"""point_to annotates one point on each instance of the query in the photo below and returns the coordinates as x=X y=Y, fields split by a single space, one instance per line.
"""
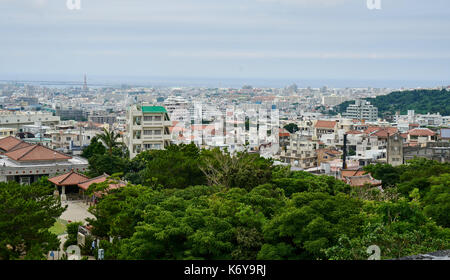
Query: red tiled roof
x=9 y=142
x=111 y=187
x=69 y=179
x=421 y=132
x=354 y=132
x=351 y=173
x=36 y=153
x=383 y=132
x=20 y=145
x=371 y=129
x=359 y=181
x=85 y=184
x=325 y=124
x=283 y=133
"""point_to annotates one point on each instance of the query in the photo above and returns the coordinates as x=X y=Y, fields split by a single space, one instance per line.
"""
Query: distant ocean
x=115 y=81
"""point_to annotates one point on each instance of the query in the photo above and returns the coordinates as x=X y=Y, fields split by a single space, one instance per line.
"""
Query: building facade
x=362 y=110
x=147 y=128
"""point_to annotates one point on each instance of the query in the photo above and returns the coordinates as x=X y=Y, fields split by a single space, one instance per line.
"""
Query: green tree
x=26 y=214
x=437 y=200
x=109 y=139
x=310 y=223
x=242 y=170
x=94 y=148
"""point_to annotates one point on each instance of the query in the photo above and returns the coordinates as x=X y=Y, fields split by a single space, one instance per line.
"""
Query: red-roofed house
x=421 y=135
x=358 y=178
x=84 y=186
x=70 y=180
x=26 y=163
x=325 y=127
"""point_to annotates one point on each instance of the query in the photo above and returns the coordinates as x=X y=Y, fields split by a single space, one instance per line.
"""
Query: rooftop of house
x=325 y=124
x=153 y=109
x=68 y=179
x=36 y=152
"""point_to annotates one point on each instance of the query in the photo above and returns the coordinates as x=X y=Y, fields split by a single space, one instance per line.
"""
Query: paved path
x=76 y=212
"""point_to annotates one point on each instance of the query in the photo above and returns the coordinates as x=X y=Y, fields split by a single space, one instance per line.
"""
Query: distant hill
x=421 y=101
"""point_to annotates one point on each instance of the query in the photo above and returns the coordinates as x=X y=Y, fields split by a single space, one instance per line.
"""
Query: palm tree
x=109 y=139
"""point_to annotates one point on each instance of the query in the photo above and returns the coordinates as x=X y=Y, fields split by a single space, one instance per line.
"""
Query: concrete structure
x=16 y=120
x=362 y=110
x=147 y=128
x=26 y=163
x=394 y=150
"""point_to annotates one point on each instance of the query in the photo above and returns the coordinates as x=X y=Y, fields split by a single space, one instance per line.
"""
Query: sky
x=323 y=42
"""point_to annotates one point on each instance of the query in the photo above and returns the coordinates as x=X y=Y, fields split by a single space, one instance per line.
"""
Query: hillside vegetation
x=421 y=101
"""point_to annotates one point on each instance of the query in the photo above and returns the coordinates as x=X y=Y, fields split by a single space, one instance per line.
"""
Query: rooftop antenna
x=85 y=83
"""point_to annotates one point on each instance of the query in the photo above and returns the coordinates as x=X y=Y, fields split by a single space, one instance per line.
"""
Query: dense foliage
x=186 y=203
x=421 y=101
x=27 y=212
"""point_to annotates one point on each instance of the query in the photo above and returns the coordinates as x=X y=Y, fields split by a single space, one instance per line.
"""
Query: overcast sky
x=407 y=40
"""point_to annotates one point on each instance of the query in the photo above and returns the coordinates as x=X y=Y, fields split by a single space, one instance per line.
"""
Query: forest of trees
x=187 y=203
x=421 y=101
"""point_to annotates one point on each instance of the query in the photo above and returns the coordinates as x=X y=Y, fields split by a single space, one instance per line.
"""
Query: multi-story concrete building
x=147 y=128
x=362 y=110
x=18 y=119
x=26 y=163
x=394 y=149
x=103 y=118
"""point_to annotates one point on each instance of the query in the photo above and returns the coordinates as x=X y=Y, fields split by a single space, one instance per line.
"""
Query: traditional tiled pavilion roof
x=36 y=153
x=86 y=183
x=11 y=143
x=68 y=179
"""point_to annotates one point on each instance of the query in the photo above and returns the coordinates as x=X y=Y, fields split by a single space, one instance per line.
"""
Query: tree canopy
x=188 y=203
x=26 y=214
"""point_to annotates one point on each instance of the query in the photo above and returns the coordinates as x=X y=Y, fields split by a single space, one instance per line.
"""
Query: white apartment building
x=147 y=128
x=333 y=100
x=362 y=110
x=18 y=119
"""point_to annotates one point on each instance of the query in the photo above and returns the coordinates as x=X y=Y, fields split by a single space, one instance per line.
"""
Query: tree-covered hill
x=421 y=101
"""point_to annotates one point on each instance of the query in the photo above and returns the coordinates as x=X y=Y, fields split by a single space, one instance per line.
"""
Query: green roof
x=153 y=109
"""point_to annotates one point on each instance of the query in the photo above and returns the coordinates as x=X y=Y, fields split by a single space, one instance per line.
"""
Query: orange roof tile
x=325 y=124
x=9 y=142
x=359 y=181
x=85 y=184
x=351 y=173
x=354 y=132
x=421 y=132
x=69 y=179
x=36 y=153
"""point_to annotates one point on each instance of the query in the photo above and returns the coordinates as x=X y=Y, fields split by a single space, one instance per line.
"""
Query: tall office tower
x=362 y=110
x=85 y=83
x=147 y=128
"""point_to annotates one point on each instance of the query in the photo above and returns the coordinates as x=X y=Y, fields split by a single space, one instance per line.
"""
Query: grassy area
x=59 y=227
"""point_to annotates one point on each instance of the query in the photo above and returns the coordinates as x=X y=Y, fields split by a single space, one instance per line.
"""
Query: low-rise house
x=25 y=162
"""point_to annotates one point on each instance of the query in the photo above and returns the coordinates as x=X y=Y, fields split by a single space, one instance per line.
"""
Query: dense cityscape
x=201 y=131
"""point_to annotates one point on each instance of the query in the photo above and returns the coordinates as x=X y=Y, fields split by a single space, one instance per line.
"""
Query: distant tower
x=85 y=83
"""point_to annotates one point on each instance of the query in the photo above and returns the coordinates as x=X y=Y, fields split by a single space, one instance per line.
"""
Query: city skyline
x=265 y=42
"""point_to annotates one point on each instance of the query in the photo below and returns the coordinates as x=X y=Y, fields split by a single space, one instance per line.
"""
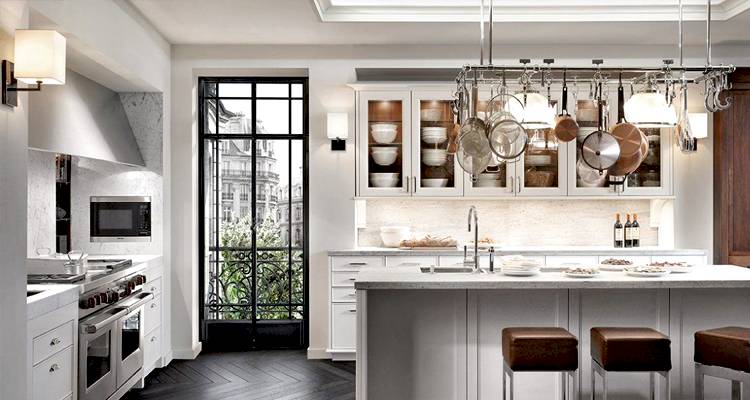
-*-
**How to complete this task**
Retype the data above exactly; pictures are not part of the copy.

**Answer to this exercise**
"""point_to annotates one point on each instance of the query in the photo below and returns the coordinates as x=X y=Y, fields split by a single space, one instance per line.
"""
Query: red tiled roof
x=9 y=142
x=111 y=187
x=69 y=179
x=421 y=132
x=354 y=132
x=351 y=173
x=36 y=153
x=383 y=132
x=20 y=145
x=371 y=129
x=359 y=181
x=85 y=184
x=325 y=124
x=283 y=133
"""point_to annotates one point on each instance of the query in the photo above and returns the coordinates as x=X y=Y, fields split by a single space, one instance per line.
"""
Query: distant ocean
x=115 y=81
"""point_to annotates one point on each instance of the query in the photo above and returns the coordinates as x=X y=Y, fields split by a single space, one instance per line.
"""
Query: building facade
x=362 y=110
x=147 y=128
"""point_to annotates one point on each instance of the query in the photo above and returns the coordinates as x=X y=Y, fields split by a single space, one instance per line.
"""
Query: green tree
x=26 y=214
x=437 y=200
x=109 y=139
x=310 y=223
x=242 y=170
x=94 y=148
"""point_to annotates one point on each instance of the query in the photo above and returns the coordinates as x=X y=Y, fields split by a single space, one instance per line.
"""
Query: red-roofed house
x=421 y=135
x=358 y=178
x=84 y=186
x=70 y=180
x=26 y=163
x=325 y=127
"""point_to annotates one point on each instance of the query in the photo above and returns the coordinates as x=X y=Y, fields split by a single space, one instance per line.
"""
Query: rooftop of house
x=325 y=124
x=153 y=109
x=68 y=179
x=36 y=152
"""point_to annotates one point on each instance of the query in the photo above and returns the coordinates as x=X y=Y, fields split by a single space, one instance per line.
"""
Query: paved path
x=76 y=212
"""point_to annotates one point on each instance of the query in the photo above and returns the coordinates as x=X y=Y, fields split by a single space, one instance per line.
"""
Query: distant hill
x=421 y=101
"""point_to annotates one point on each instance of the query in the photo above and returns the coordinates as x=X y=Y, fields split by a single space, one instance per line.
"""
Query: palm tree
x=109 y=139
"""point_to annotates one point on each instance of the query in the photo above and returns the coordinates as x=X y=Y, fields split by a single space, one instance per line.
"""
Query: concrete structure
x=16 y=120
x=362 y=110
x=147 y=128
x=26 y=163
x=394 y=150
"""point_to annotates one point on each instance of the query in the photo above and returns the coordinates as x=X y=Y, fields split by a single space, one instance per line.
"""
Query: sky
x=323 y=42
"""point_to annotates one point on each instance of the query in the photo above and returns the coordinates as x=X y=Y, fields split by a single space, one instance per line.
"""
Query: hillside vegetation
x=421 y=101
"""point_to annotates one point on each instance of the query in the photo above and returns the coordinates as x=X y=Y, fields split by a single space, one instance per line.
"""
Query: rooftop antenna
x=85 y=83
"""point_to annotates one point on each instance of the query in the photo above and returns the coordinates as x=X y=Y, fields split by a single space, one instance per line.
"""
Query: dense foliage
x=186 y=203
x=421 y=101
x=27 y=212
"""point_to annotates one point on each instance of the query in the photo above and returns the coordinates as x=X y=Y, fields split by a single space, one instance per line.
"""
Query: overcast sky
x=407 y=40
"""point_to annotates one point on each instance of the query in the photo above and returns the coordinates as x=X y=Y, fields split by a single space, one instance per line.
"""
Query: forest of trees
x=187 y=203
x=421 y=101
"""point_to annotates one point on each instance of the query in the photo above and returns the coordinates as x=X y=Y, fields split by a single space, one instance per line.
"""
Query: multi-story concrete building
x=147 y=128
x=362 y=110
x=18 y=119
x=26 y=163
x=394 y=149
x=103 y=118
"""point_to annotates one point on each instance of the query in the photo above and returns the coordinates as x=X y=Y, fields split by a single space, one instance per line.
"""
Query: traditional tiled pavilion roof
x=36 y=153
x=86 y=183
x=11 y=143
x=68 y=179
"""point_to annotates one point on each instance of the query in the photo above and returns the coordinates as x=X y=Y, fields split by a single space, one instance per line.
"""
Query: tree canopy
x=188 y=203
x=26 y=214
"""point_to annotates one point on each instance of the query in the photo above and returns the coordinates as x=X y=Y, fields split by a single space, one instance per line.
"""
Query: white apartment building
x=147 y=128
x=333 y=100
x=362 y=110
x=18 y=119
"""point_to annotates one point on each instance of the query in the photo above and returns the coordinates as x=X y=Y, fields split by a single space, one instance per line.
"""
Query: tree-covered hill
x=421 y=101
"""point_to annotates one point on each instance of the query in the photo above and returns the coordinates as x=X y=Y, fields split by a single space, one instance per line.
"""
Query: green roof
x=153 y=109
"""point_to annotates one point on each instance of the query in the photo above and returns the coordinates as x=X y=Y, fields split by a single space, one instance per line.
"""
Query: orange roof tile
x=325 y=124
x=9 y=142
x=359 y=181
x=85 y=184
x=351 y=173
x=354 y=132
x=421 y=132
x=69 y=179
x=36 y=153
"""point_to annotates one point on each instance of the query in the photo above and returns the coordinates as x=X y=Y, fields split by a single space, one instance per line.
"""
Query: tall office tower
x=362 y=110
x=85 y=83
x=147 y=128
"""point_to annotates one point on each instance of the query in the photo above and returns the coordinates as x=X y=Y, fields split by a single space, one instance per line.
"""
Query: grassy area
x=59 y=227
"""point_to annotates one point on each instance of the query in the photo above and returns the coordinates as x=X y=Y, fields split by a single space, one instance per line.
"""
Query: low-rise house
x=25 y=162
"""point_to annotates one point on each instance of the query in the photo above and returns the coordinates as x=X y=Y, fields split by a single space, one instance per line.
"""
Query: dense cityscape
x=201 y=131
"""point_to annotates one point on each instance of the query in the photo above and returns the coordinates as x=X y=Y, fields split by a single space, one instance per line.
"""
Query: distant tower
x=85 y=83
"""point_to annotates one point on each instance of the query in the photo above and returns the coordinates as x=X y=Y, fields split by a single space, one instance per line.
"""
Query: city skyline
x=265 y=42
"""point_to annotates one point on each instance of the query in the photo below and returns the coordinates as x=X y=Y, fields split by a single space, one instance per line.
"""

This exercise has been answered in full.